--- Given records ---

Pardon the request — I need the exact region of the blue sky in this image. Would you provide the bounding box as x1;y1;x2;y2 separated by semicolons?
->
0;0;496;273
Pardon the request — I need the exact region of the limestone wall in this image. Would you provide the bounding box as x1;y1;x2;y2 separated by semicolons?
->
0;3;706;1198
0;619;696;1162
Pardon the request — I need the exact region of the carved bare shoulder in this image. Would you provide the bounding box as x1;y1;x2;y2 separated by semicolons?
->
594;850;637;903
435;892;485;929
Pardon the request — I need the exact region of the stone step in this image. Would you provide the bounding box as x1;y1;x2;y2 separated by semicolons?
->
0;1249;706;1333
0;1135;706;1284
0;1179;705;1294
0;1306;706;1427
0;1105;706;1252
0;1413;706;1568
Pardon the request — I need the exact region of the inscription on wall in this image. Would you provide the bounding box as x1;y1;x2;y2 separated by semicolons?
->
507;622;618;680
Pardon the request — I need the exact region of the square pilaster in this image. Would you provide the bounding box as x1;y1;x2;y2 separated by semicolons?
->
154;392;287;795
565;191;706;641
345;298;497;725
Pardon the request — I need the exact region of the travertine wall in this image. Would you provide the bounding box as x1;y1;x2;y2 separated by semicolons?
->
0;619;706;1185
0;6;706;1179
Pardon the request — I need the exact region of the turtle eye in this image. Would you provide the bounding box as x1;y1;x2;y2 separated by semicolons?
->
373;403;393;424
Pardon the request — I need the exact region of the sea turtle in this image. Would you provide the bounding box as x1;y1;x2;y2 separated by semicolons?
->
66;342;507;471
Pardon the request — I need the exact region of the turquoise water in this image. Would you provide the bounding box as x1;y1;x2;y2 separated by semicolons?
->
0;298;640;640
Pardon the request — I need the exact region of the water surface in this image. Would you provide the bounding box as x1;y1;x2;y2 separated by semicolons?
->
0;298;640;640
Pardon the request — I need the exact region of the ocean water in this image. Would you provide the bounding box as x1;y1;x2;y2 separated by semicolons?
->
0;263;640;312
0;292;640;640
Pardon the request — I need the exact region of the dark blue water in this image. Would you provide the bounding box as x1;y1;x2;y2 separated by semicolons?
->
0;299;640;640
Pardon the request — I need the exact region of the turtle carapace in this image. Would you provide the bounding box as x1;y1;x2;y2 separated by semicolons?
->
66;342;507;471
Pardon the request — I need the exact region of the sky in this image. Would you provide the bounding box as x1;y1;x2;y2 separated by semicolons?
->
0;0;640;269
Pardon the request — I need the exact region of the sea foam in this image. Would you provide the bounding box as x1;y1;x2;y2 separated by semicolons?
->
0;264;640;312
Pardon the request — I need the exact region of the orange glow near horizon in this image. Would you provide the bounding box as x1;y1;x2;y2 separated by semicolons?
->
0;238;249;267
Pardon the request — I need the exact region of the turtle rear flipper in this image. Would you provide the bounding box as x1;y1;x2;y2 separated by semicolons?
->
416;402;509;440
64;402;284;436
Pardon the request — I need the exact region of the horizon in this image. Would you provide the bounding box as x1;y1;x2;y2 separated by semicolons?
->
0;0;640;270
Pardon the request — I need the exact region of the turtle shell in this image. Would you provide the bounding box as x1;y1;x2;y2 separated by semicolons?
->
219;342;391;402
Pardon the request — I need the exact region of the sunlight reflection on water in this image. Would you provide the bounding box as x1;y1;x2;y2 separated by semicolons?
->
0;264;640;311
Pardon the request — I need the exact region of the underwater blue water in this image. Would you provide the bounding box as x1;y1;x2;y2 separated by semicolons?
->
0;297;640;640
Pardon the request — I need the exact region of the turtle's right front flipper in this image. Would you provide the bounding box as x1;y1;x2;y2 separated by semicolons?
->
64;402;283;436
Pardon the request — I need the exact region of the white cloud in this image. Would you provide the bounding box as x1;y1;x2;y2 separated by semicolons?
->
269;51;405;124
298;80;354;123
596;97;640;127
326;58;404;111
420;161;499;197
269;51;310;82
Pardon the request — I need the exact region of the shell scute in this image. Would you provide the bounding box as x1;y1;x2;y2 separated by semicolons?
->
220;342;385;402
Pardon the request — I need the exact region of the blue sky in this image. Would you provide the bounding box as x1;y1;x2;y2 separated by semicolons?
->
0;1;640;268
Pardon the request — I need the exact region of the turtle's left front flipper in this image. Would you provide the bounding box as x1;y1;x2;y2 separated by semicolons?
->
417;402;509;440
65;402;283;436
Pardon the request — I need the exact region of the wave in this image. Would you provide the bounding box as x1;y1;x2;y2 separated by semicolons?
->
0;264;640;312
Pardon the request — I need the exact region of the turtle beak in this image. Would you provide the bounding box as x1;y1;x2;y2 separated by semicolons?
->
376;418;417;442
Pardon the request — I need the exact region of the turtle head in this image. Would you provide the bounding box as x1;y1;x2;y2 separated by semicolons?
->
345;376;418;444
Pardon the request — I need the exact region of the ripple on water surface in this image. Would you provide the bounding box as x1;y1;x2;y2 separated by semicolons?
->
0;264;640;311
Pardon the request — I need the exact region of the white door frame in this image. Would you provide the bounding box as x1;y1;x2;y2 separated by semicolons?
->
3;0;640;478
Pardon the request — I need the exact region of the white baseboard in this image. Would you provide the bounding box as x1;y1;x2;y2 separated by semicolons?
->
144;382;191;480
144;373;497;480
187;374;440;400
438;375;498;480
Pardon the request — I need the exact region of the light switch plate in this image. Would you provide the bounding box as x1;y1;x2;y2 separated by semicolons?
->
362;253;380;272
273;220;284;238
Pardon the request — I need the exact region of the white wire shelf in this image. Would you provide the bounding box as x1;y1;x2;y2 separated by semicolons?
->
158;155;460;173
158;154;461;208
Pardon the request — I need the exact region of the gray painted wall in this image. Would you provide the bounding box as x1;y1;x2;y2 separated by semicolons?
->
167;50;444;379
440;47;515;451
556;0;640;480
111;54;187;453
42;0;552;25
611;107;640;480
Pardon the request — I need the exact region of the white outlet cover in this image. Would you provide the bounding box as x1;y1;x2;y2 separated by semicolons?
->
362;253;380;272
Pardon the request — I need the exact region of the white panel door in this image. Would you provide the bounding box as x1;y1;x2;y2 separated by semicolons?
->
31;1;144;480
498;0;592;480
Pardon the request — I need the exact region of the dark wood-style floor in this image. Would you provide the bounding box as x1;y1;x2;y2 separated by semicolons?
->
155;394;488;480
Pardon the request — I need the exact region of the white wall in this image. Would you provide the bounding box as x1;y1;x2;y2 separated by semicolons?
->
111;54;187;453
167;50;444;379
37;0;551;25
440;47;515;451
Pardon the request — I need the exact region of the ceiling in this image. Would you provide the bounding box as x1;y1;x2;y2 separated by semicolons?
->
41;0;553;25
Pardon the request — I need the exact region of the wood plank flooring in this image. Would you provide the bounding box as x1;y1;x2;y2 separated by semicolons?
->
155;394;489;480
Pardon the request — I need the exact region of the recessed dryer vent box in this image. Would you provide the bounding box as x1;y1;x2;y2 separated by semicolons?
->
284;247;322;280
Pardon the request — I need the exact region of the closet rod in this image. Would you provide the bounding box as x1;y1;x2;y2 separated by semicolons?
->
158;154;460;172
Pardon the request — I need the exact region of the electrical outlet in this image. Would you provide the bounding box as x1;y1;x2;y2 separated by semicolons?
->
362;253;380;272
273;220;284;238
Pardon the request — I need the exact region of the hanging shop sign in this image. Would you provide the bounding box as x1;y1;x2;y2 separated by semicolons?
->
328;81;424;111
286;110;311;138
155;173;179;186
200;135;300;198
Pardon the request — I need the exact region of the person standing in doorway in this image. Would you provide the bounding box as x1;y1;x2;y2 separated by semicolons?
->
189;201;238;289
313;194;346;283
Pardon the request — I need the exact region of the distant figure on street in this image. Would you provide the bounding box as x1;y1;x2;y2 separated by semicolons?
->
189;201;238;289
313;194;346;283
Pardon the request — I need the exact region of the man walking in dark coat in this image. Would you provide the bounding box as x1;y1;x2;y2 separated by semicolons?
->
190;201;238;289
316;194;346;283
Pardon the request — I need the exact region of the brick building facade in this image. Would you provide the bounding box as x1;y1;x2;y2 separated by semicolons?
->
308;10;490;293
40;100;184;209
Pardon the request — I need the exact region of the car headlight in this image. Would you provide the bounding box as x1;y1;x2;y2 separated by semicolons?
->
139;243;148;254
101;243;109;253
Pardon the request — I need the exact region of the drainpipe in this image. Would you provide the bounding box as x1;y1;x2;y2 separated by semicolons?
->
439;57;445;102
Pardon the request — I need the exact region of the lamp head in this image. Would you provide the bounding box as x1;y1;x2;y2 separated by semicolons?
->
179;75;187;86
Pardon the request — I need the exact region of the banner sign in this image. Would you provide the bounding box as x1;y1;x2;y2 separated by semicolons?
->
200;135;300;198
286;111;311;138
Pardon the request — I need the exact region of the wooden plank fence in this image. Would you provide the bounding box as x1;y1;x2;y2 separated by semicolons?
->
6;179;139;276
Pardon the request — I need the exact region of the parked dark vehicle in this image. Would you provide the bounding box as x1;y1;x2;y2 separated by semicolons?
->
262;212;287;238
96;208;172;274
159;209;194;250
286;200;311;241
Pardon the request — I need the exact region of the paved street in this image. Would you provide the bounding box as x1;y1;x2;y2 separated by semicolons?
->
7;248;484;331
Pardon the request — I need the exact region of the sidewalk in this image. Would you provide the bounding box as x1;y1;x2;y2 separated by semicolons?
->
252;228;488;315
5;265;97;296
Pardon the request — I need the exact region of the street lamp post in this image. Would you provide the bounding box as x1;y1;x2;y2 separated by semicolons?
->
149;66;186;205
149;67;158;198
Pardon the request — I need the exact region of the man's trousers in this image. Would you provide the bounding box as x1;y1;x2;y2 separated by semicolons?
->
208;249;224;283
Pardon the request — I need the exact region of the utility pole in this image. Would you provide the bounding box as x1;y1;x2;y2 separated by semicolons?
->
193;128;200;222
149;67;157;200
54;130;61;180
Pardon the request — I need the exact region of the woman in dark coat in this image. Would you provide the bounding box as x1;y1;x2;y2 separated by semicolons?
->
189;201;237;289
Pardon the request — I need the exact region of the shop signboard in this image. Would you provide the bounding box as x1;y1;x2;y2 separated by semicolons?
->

---

Exercise prompt =
Copy the material above word for word, from its first line through the line that contains "0;1413;706;1568", including both of those lines.

Exercise result =
Pardon the request — I need the exact region of the blue sky in this image. Would you provide the bounding box as x1;y1;x2;y2 separated by semicolons?
->
0;0;496;273
Pardon the request — I need the exact region of the limestone wall in this image. Would you provide the bounding box as x1;y1;x2;y2 separated by semicolons?
->
0;3;706;1198
0;619;696;1162
Pardon the request — I need the exact region of the carved bare shoulder in this image. Would you provide the bounding box as x1;y1;x2;y2 separated by semicolons?
->
594;850;637;903
435;892;485;929
Pardon the request — I need the exact region of the stone step in this image. Would you provide the bounding box as x1;y1;x2;y2 separated by semicolons?
->
0;1249;706;1333
0;1135;706;1284
0;1179;705;1294
0;1306;706;1427
0;1105;706;1252
0;1413;706;1568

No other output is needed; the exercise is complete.